**MATERIAL TO PROCESS:**
+ + + +

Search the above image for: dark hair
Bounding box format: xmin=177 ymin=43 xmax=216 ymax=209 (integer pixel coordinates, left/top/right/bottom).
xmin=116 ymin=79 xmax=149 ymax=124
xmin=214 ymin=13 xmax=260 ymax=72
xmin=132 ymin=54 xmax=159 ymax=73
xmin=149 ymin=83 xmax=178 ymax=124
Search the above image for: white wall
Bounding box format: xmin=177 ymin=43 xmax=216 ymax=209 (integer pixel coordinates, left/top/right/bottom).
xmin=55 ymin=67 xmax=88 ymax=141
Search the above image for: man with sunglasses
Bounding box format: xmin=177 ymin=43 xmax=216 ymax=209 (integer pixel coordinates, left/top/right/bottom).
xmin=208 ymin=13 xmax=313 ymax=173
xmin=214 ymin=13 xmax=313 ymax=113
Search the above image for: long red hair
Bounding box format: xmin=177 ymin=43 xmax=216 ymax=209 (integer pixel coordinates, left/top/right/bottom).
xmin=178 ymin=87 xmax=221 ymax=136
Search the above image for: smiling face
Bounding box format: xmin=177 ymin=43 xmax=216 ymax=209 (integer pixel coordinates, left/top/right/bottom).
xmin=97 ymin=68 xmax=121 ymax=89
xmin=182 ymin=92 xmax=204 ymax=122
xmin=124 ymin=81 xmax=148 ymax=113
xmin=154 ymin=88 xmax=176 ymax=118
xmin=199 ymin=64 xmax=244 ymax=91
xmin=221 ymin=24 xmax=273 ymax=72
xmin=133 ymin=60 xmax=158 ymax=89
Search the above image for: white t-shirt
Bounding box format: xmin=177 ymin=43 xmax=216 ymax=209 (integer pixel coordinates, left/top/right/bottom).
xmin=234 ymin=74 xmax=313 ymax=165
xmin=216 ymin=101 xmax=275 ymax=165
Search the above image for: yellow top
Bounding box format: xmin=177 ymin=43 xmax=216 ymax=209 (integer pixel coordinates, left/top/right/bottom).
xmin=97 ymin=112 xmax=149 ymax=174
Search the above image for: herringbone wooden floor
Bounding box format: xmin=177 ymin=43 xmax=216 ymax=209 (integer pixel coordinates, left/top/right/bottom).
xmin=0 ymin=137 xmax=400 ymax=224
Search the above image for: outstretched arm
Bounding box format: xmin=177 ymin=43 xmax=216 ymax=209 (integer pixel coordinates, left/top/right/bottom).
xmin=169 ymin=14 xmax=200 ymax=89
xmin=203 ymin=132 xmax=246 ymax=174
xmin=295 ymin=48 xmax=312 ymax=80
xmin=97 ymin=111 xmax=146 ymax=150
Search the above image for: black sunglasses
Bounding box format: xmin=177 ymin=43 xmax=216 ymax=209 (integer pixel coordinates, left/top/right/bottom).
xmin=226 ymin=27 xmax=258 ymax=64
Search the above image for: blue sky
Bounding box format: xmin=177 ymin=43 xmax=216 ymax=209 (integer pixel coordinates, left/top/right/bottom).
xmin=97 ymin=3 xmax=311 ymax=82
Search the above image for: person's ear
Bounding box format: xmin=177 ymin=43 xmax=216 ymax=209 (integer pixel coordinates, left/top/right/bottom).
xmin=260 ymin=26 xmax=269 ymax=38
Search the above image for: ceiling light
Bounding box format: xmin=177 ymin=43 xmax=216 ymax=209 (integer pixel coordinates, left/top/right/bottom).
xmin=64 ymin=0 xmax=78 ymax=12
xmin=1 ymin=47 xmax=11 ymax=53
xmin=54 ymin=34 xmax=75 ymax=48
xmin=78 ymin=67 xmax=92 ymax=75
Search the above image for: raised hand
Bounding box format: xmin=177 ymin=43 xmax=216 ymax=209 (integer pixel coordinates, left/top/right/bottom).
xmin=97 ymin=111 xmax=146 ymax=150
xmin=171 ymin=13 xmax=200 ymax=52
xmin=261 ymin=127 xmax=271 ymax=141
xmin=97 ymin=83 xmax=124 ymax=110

+ + + +

**WRITTEN TASK:** Format the listing above as a two-column CSV headed input and output, with one row per search. Put its two lines of text in input and the coordinates that follow them in output, with each field in double quotes and line breaks changed to spaces.

**OUTPUT OF THE EXERCISE:**
input,output
"Search the above image for: dark hair Bounding box format: xmin=177 ymin=43 xmax=216 ymax=209 (integer pixel coordinates, left/top/right/bottom).","xmin=116 ymin=79 xmax=149 ymax=124 xmin=214 ymin=13 xmax=260 ymax=72 xmin=132 ymin=54 xmax=159 ymax=73 xmin=149 ymin=83 xmax=178 ymax=124"
"Search the above image for: white wall Bounding box format: xmin=177 ymin=43 xmax=216 ymax=209 (integer pixel coordinates, left/top/right/bottom).","xmin=55 ymin=67 xmax=88 ymax=141"
"Search the above image for: man with sunglasses Bounding box format: xmin=177 ymin=43 xmax=216 ymax=209 (integer pixel coordinates, left/top/right/bottom).","xmin=208 ymin=13 xmax=313 ymax=173 xmin=214 ymin=13 xmax=313 ymax=113"
"Search the above image for: long red hair Bounding box format: xmin=177 ymin=43 xmax=216 ymax=209 (integer pixel coordinates, left/top/right/bottom).","xmin=178 ymin=87 xmax=221 ymax=136"
"Search the above image for: smiling face Bounding box format: xmin=177 ymin=43 xmax=216 ymax=209 (integer pixel coordinates, left/top/right/bottom).","xmin=97 ymin=68 xmax=121 ymax=89 xmin=182 ymin=92 xmax=204 ymax=122 xmin=124 ymin=81 xmax=148 ymax=113 xmin=154 ymin=88 xmax=176 ymax=118 xmin=199 ymin=64 xmax=244 ymax=91 xmin=221 ymin=24 xmax=273 ymax=72 xmin=133 ymin=60 xmax=158 ymax=89"
"Search the above image for: white t-shirt Bounding box format: xmin=177 ymin=43 xmax=216 ymax=209 (integer pixel coordinates, left/top/right/bottom).","xmin=234 ymin=74 xmax=313 ymax=165 xmin=216 ymin=101 xmax=275 ymax=165"
"Search the above image for: yellow top Bounding box format: xmin=177 ymin=43 xmax=216 ymax=209 (integer pixel coordinates, left/top/right/bottom).","xmin=97 ymin=112 xmax=149 ymax=174"
"Search the above image for: herringbone wooden floor Bounding box format: xmin=177 ymin=43 xmax=216 ymax=209 (integer pixel coordinates, left/top/right/bottom).","xmin=0 ymin=137 xmax=400 ymax=224"
"Search the above image for: outstretched arm Bounding box format: xmin=177 ymin=43 xmax=216 ymax=209 (integer pixel coordinates, left/top/right/bottom).","xmin=169 ymin=14 xmax=200 ymax=89 xmin=203 ymin=132 xmax=246 ymax=174 xmin=295 ymin=48 xmax=312 ymax=80 xmin=97 ymin=111 xmax=146 ymax=150"
"Search the above image for: black sunglasses Bounding box format: xmin=177 ymin=43 xmax=216 ymax=209 (integer pixel coordinates, left/top/right/bottom).","xmin=226 ymin=27 xmax=258 ymax=64"
"Search the above image for: blue sky Bounding box format: xmin=177 ymin=43 xmax=216 ymax=209 (integer pixel coordinates, left/top/right/bottom).","xmin=97 ymin=3 xmax=311 ymax=82"
"Search the above image for: person's ear Bounding box format: xmin=177 ymin=43 xmax=216 ymax=209 (integer pixel coordinates, left/top/right/bottom).","xmin=260 ymin=26 xmax=269 ymax=38"
"Search the above image for: ceiling light Bounding box format: xmin=177 ymin=43 xmax=216 ymax=209 (integer pixel coordinates, left/top/right/bottom).","xmin=64 ymin=0 xmax=78 ymax=12 xmin=1 ymin=47 xmax=11 ymax=53 xmin=54 ymin=34 xmax=75 ymax=48 xmin=78 ymin=67 xmax=92 ymax=75"
"Search the above image for: raised hand Bounding box format: xmin=177 ymin=43 xmax=216 ymax=209 (integer pixel coordinates, left/top/right/bottom).","xmin=97 ymin=111 xmax=146 ymax=150 xmin=171 ymin=13 xmax=200 ymax=52 xmin=261 ymin=127 xmax=271 ymax=141 xmin=97 ymin=83 xmax=124 ymax=110"